Repeat every line below word for word, but leave out the pictures.

--*--

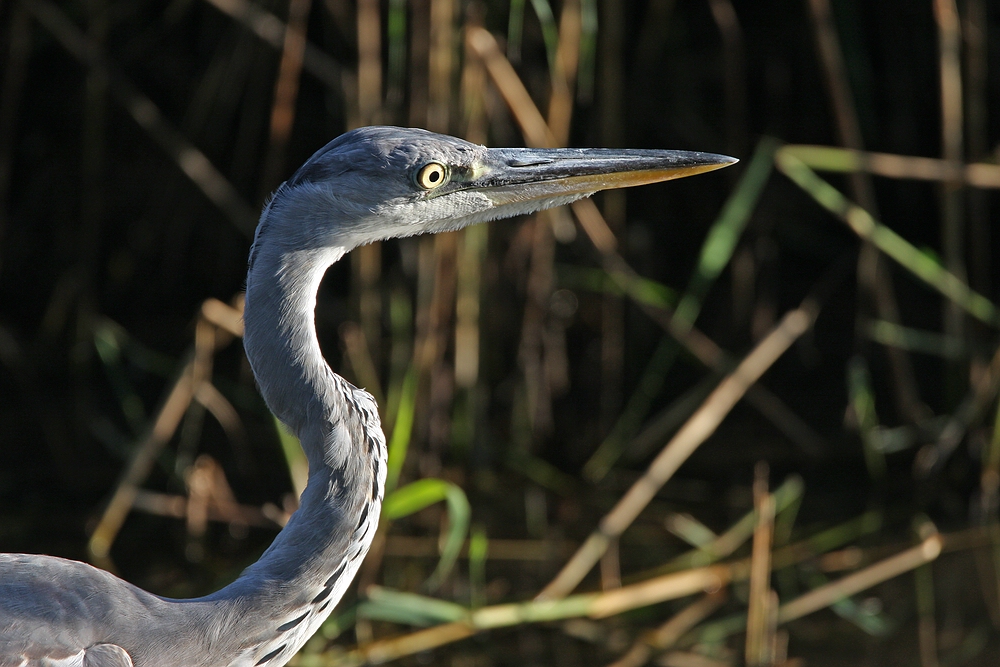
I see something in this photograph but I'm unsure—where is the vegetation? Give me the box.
[0,0,1000,667]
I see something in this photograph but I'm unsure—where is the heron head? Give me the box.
[258,127,736,249]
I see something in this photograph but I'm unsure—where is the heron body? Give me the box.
[0,127,734,667]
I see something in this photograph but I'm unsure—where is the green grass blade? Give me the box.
[385,365,417,492]
[382,479,471,590]
[774,149,1000,326]
[358,586,468,627]
[674,137,779,327]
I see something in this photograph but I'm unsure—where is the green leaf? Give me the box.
[382,479,471,590]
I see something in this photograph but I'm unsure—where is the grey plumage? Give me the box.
[0,127,734,667]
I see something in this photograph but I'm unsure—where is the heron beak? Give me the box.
[462,148,737,206]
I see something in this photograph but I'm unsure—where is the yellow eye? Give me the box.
[416,162,448,190]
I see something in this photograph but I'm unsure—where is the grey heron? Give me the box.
[0,127,735,667]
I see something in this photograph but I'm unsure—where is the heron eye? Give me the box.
[416,162,448,190]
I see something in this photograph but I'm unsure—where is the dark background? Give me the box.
[0,0,1000,666]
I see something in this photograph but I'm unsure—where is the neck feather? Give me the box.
[213,228,386,667]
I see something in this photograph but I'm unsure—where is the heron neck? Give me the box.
[243,244,346,470]
[217,240,386,664]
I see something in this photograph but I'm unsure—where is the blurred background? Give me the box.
[0,0,1000,667]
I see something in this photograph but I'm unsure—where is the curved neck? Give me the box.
[243,243,346,456]
[206,234,386,667]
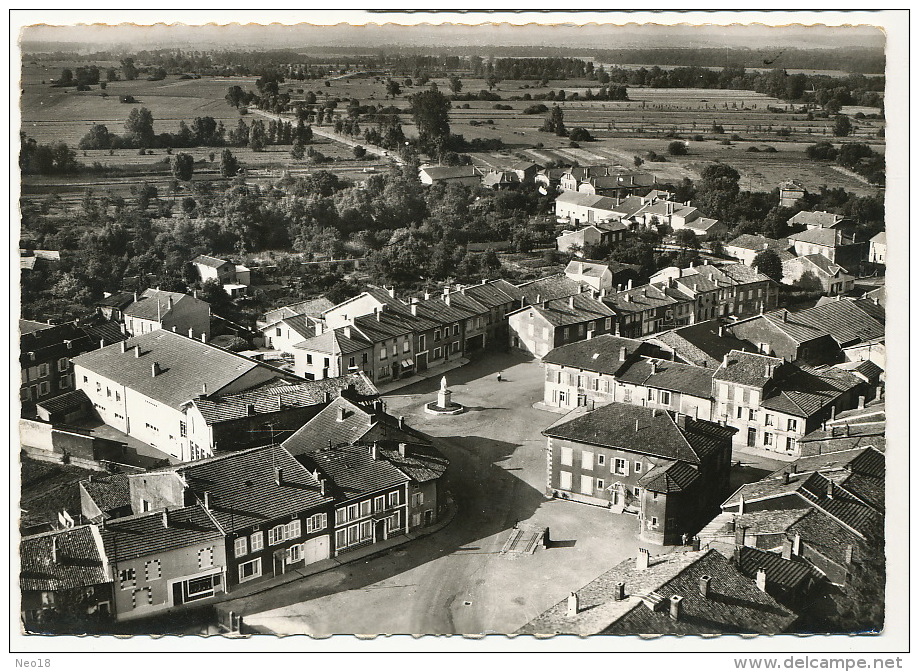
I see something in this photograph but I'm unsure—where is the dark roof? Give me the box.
[171,446,332,532]
[194,372,379,424]
[616,357,714,399]
[19,525,111,591]
[518,550,796,635]
[101,504,224,562]
[542,334,653,374]
[301,444,409,499]
[80,474,131,514]
[543,402,737,464]
[36,390,89,413]
[715,350,784,387]
[638,460,699,493]
[737,546,819,590]
[124,289,208,320]
[73,329,293,408]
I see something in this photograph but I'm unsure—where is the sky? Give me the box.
[21,11,885,49]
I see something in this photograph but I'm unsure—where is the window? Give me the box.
[268,525,285,546]
[287,544,303,565]
[118,567,137,590]
[560,446,574,467]
[239,558,262,583]
[144,560,163,581]
[198,546,214,569]
[306,513,328,534]
[287,519,300,539]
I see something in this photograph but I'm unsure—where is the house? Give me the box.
[555,222,629,257]
[788,228,867,268]
[283,398,448,540]
[73,330,297,461]
[19,525,113,633]
[543,402,737,544]
[868,231,887,264]
[508,292,616,357]
[644,318,746,369]
[779,180,807,208]
[542,334,655,409]
[782,254,855,296]
[517,549,797,636]
[713,350,873,455]
[418,166,482,187]
[126,445,333,591]
[124,289,211,341]
[565,261,613,292]
[100,504,227,621]
[724,233,794,266]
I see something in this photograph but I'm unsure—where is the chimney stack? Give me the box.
[568,593,580,618]
[670,595,683,621]
[635,548,651,572]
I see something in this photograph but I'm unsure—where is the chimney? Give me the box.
[699,574,712,597]
[568,593,580,618]
[635,548,651,572]
[670,595,683,621]
[734,525,747,546]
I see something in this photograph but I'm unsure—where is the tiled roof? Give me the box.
[542,334,653,374]
[715,350,783,387]
[301,444,409,499]
[101,504,224,562]
[518,273,581,304]
[80,474,131,514]
[737,546,819,590]
[543,402,737,464]
[191,254,230,268]
[616,357,715,399]
[638,460,699,493]
[171,446,332,532]
[192,372,379,425]
[73,329,290,408]
[510,292,616,327]
[124,289,208,320]
[19,525,112,591]
[518,550,796,635]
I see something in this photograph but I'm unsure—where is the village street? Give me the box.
[226,354,663,635]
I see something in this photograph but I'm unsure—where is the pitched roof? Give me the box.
[19,525,112,591]
[543,402,737,464]
[100,504,224,562]
[518,550,796,635]
[616,357,715,399]
[715,350,784,387]
[73,329,284,408]
[123,289,208,320]
[542,334,653,374]
[167,446,332,532]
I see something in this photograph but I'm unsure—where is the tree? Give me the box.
[170,152,195,182]
[220,149,239,177]
[753,249,784,282]
[408,84,450,153]
[833,114,852,138]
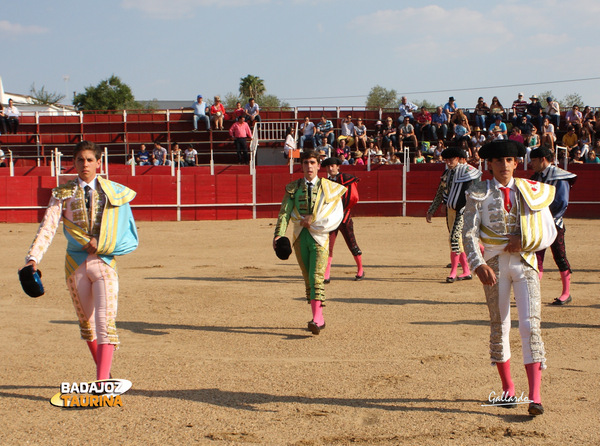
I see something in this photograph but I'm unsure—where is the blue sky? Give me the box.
[0,0,600,107]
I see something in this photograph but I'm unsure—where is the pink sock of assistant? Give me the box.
[496,359,515,396]
[354,255,363,276]
[448,252,459,279]
[310,299,325,326]
[559,270,571,300]
[459,252,471,277]
[96,344,115,379]
[324,257,333,280]
[87,339,98,365]
[525,362,542,404]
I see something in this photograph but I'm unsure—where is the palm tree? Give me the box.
[240,74,267,99]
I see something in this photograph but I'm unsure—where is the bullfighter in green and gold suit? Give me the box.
[273,151,346,334]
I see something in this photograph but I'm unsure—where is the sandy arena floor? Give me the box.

--*--

### Response to the exercise
I see something in this photograph but I'm unsure—where is the vegetation? Give me the box.
[0,0,1000,667]
I see something in this photograph but I'm unsure—where is the heron head? Give me the box.
[258,127,736,249]
I see something in this photograph but I'm unsure—where is the heron body? Give me the box.
[0,127,734,667]
I see something in this photograph but I'm unsure—where is the green grass blade? Give me the box.
[385,365,417,492]
[382,479,471,590]
[774,149,1000,326]
[358,586,468,627]
[674,137,779,327]
I see something in this photograph but I'm unsure—where is the green leaf? Give me the box.
[382,479,471,590]
I see something in this photograph but I'm unsure—where is the grey plumage? Give me the box.
[0,127,734,667]
I see something in this photograph but I'm unsure—where is the heron beak? Give me the box.
[462,148,737,206]
I see something in this photograph but I'm unsure—where is the yellow eye? Give me the box.
[416,162,448,190]
I see something in this photograph but I'm unsure—where is the grey heron? Give me the box.
[0,127,735,667]
I see something in this photograph but I'm unsure—where is the heron eye? Give me the box.
[416,162,448,190]
I see something in this photograph but I'm unsure—where is the dark background? Give me the box.
[0,0,1000,666]
I see something in this photograph but I'm unsure—where is the neck feather? Give me the box.
[213,228,386,667]
I see something in this photograph but I'm unsure—where is the heron neck? Give me the box.
[243,244,346,470]
[217,240,386,664]
I see something in this photograph but I'm unsure—where is the blurred background? Give me the box.
[0,0,1000,667]
I see something in this photograph but I'm unsure—where is the curved neck? Give me the box.
[243,243,346,456]
[206,234,386,667]
I see something in this photograph but I'm unsure—where is the dark roof? Give me the box.
[171,446,332,532]
[194,372,379,424]
[616,357,714,399]
[19,525,111,591]
[518,550,796,635]
[101,504,224,562]
[542,334,653,374]
[301,444,409,499]
[80,474,131,514]
[543,402,737,464]
[36,390,89,413]
[715,350,784,387]
[638,460,699,493]
[737,546,819,590]
[124,289,208,320]
[73,329,293,408]
I see something in this photograph but I'm unsure—where is the sky? Give me the box.
[21,11,885,49]
I see something in this photograph but I'm unsure—where is the window? Give me the box.
[268,525,285,546]
[287,544,303,565]
[118,567,137,590]
[560,446,574,467]
[239,558,262,583]
[144,560,163,581]
[198,546,214,569]
[306,513,328,534]
[287,519,300,539]
I see something in this photograph but I'm unsure—where is the house? Give me the box.
[555,222,629,257]
[788,228,867,268]
[283,398,448,540]
[73,330,297,461]
[19,525,113,633]
[543,402,737,544]
[868,231,887,264]
[508,292,616,357]
[644,318,746,369]
[779,180,807,208]
[542,334,655,409]
[782,254,855,296]
[517,549,797,636]
[713,350,873,455]
[418,166,482,187]
[126,445,333,591]
[124,289,211,341]
[565,261,613,292]
[100,504,227,621]
[724,233,794,266]
I see something in this photograph but I'm unsure—where is the chimney stack? Give me the box.
[568,593,580,618]
[670,595,683,621]
[635,548,651,572]
I see something in this photograph but I'm unsure—where is the chimney? Give me the box.
[699,574,712,597]
[568,593,580,618]
[635,548,651,572]
[670,595,683,621]
[734,525,747,546]
I see something in this photograph but I'm unsure—where is the tiled roof? Give me the box.
[542,334,653,374]
[715,350,783,387]
[301,444,409,499]
[101,504,224,562]
[518,273,581,304]
[80,474,131,514]
[737,546,819,590]
[543,402,737,464]
[191,254,230,268]
[616,357,715,399]
[638,460,699,493]
[171,446,332,532]
[192,372,379,425]
[73,329,290,408]
[510,292,616,327]
[124,289,208,320]
[19,525,112,591]
[518,550,796,635]
I see something in this photograph but I'm unsure—where is the village street? Give me the box.
[226,354,663,635]
I see something in this photograph but I'm unsure—where is the pitched roof? Give me the box.
[19,525,112,591]
[543,402,737,464]
[100,504,224,562]
[518,550,796,635]
[616,357,715,399]
[715,350,784,387]
[73,329,284,408]
[123,289,208,320]
[542,334,653,374]
[167,446,332,532]
I see something in this photograph but I'm unsure—where is the tree? Give me the box.
[170,152,195,182]
[220,149,239,177]
[753,249,784,282]
[408,84,450,153]
[833,114,852,138]
I see something in this photograph but I'm unsure—where is the blue sky? Give me the box.
[0,0,600,107]
I see something in this photograph but I'm unsure—where is the pink sock of assistant? Give me the box.
[496,359,515,396]
[354,255,363,276]
[448,252,459,279]
[310,299,325,326]
[559,270,571,300]
[459,252,471,277]
[96,344,115,379]
[324,257,333,280]
[87,339,98,365]
[525,362,542,404]
I see something in this photograph but I'm unsure—where is the palm tree? Give me the box.
[240,74,267,99]
I see something in this photograph but I'm unsure—where is the bullfighter in green and gold suit? Give me the box.
[273,151,346,334]
I see something in this photograph but I'm unsure—where is the sandy arena floor? Give me the box.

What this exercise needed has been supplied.